Apply what you read:
1. Answer these from the passage on proving others wrong:
(a) What two things does the number 1 system do?
(b) Which system tends to dominate when we become anxious or distracted by a threat?
(c) Which of the three systems develops last?
2. For each statement, say whether the passage on proving others wrong supports it. Answer yes or no and quote the words that decide it.
(a) The neocortex is associated with language and decision making.
(b) People motivated to prove others wrong are more likely to achieve what they desire.
(c) Ego-protection activities interfere with emotionally intelligent endeavors.
3. Take the passage on proving others wrong further, starting right after its final sentence.
[Opening Passage shown section]
The hidden folly of seeking to prove others wrong

So the dangers lurk, like a snake in the grass. Or a crocodile in the wetlands, submerged, waiting for some naive or careless creature to act unknowingly.

And so it can be, for those who are motivated to prove others wrong. Counter-intuitively, they are more likely to fail to achieve what they so desire. This applies to athletes, for coaches, for business-people, parents, performers, surgeons, in fact, anyone who operates in an elite or demanding environment and seeks to achieve optimum and elite performance, under pressure, with the incentive of substantial rewards, emotionally charged outcomes and a burning desire to win or succeed.

To examine this scenario, let’s consider human behaviour in terms of the brain’s three significant functional areas. These include the (1) hind brain or reptilian brain, the (2) limbic system or emotional mid-brain and the (3) “smart brain” or neocortex. The number 1 system manages unconscious processes and keeps us alive. It works together with the number 2 system at times of threat and great stress to activate the body’s behavioural responses including fight, flight and freeze. The number 3 system is associated with awareness and attention, problem solving, language, decision making and abstract thought. It’s the “icing on the cake”, and develops last.

To achieve the best outcomes in our life, to thrive and succeed, and not simply survive, we need all three systems working in an integrated manner. However, when we become anxious, or distracted by a threat, the number 2 system tends to dominate our psyche as our number 3 system can be somewhat side-lined. Under stress, emotionally intelligent people work intentionally to re-engage their mindful capacities of the number 3 system and so ‘think’ their way through a tricky situation.

However, anything that unduly creates anxiety, including ego-protection activities, interferes with these mindful or emotionally intelligent endeavours. Thus, we may become less task or process focused at such times, as the anxiety distracts our attention and creates discomfort in our body.
[Closing Passage shown section]
[Opening Provided material section]
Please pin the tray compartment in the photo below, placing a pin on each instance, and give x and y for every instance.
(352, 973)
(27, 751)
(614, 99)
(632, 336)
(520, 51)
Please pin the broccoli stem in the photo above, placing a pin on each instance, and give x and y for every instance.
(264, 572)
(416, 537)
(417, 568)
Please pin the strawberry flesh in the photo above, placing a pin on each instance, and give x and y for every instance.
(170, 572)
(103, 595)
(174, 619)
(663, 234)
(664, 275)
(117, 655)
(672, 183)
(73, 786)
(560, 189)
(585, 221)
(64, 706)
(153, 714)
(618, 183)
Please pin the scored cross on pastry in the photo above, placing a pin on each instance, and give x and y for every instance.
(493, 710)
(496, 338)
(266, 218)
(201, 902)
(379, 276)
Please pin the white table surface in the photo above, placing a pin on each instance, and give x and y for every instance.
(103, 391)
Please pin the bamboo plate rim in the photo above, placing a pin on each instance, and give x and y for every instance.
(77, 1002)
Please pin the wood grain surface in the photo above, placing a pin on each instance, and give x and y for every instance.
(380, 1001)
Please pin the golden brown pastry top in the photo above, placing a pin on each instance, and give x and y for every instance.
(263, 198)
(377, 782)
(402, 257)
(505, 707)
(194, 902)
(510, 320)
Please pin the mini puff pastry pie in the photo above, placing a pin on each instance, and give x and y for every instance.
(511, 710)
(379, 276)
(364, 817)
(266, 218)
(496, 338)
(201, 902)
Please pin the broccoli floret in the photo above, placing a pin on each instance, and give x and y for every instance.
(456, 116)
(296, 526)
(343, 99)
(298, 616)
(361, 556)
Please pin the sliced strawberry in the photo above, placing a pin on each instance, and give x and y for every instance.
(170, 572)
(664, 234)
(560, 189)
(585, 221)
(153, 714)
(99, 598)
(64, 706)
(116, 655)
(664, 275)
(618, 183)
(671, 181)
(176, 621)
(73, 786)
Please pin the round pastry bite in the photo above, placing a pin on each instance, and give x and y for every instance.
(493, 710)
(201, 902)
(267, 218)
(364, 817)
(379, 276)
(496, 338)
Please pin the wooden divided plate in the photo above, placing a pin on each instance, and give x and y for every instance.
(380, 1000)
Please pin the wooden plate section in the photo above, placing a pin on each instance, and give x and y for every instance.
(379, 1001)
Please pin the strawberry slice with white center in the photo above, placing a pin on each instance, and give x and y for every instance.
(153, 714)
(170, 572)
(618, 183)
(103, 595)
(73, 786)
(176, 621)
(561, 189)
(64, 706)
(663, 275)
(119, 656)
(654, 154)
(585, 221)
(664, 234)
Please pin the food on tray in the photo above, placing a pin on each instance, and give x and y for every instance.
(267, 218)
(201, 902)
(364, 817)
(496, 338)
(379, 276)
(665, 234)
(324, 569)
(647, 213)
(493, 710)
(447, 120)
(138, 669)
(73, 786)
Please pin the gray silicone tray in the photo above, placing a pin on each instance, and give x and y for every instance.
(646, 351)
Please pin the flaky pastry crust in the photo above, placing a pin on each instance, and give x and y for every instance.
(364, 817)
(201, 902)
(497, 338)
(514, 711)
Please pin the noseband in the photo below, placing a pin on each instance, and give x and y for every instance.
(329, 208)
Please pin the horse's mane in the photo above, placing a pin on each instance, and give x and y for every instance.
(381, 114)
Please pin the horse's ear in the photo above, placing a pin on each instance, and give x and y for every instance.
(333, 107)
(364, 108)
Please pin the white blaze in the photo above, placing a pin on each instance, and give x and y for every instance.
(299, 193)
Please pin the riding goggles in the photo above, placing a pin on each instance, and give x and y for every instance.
[Closing Provided material section]
Numbered answers:
1.
(a) It manages unconscious processes and keeps us alive.
(b) The number 2 system, the limbic system or emotional mid-brain.
(c) The number 3 system, the "smart brain" or neocortex.

2.
(a) Yes: "The number 3 system is associated with awareness and attention, problem solving, language, decision making and abstract thought."
(b) No: "Counter-intuitively, they are more likely to fail to achieve what they so desire."
(c) Yes: "anything that unduly creates anxiety, including ego-protection activities, interferes with these mindful or emotionally intelligent endeavours."

3.
So, to “the hidden folly of seeking to prove others wrong”.  Simply, it creates unnecessary anxiety. It may get us to the finals as an athlete. More so if we are part of a team, where others can compensate if we experience decrements in performance under pressure (choking). It may get us through medical school or other extended personal objectives. However, in the moment of winning a game, winning a gold medal, or saving a life by the road-side or in surgery, anxiety can well up, interfering with our high-order processing, and creating a failure scenario. It might be a life-or-death moment, it might involve prize-money, becoming famous or a boost to self-esteem. Regardless, in the big moments, we do not want anxiety to rear its ugly head and destroy our task-focused attention. Potentially, we did not seize the moment, we missed the moment.

Don’t do it to prove other people wrong! Do it, because it brings fun, the consequences are helpful to a constructive life and it can bring joy into yours and others lives. Do it for the best of reasons, where our higher-order self integrates all brain functions in that special moment, rather than a primal response, even if only momentarily, which switches our consciousness to survival mode, triggered by anxiety.

And day-to-day folks, its just not supportive to your mental health. Enjoy your life!